_Given records:_

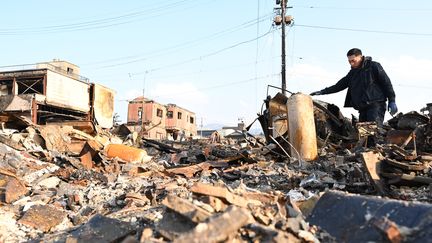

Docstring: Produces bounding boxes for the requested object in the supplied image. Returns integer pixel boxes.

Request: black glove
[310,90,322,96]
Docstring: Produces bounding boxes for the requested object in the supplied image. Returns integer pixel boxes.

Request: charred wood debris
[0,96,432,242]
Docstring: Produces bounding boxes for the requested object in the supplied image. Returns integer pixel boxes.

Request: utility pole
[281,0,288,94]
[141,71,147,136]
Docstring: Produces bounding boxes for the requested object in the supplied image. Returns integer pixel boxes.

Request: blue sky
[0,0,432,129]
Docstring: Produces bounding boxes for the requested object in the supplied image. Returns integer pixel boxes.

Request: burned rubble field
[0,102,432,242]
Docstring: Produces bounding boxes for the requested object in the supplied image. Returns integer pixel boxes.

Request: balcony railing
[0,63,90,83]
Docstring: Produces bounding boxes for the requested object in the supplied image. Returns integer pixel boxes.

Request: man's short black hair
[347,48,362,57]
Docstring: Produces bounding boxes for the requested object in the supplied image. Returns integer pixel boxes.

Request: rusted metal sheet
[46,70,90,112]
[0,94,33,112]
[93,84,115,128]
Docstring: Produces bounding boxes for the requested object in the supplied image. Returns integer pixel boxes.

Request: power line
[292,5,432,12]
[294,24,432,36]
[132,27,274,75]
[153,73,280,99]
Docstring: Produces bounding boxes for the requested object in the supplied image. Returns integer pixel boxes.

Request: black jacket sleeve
* * *
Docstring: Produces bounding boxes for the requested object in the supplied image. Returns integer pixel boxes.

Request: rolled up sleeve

_Goal of the exercise:_ Pick out and copy each line of the records that contains the word "sleeve".

_Result below:_
Request: black jacket sleeve
Request: rolled up sleeve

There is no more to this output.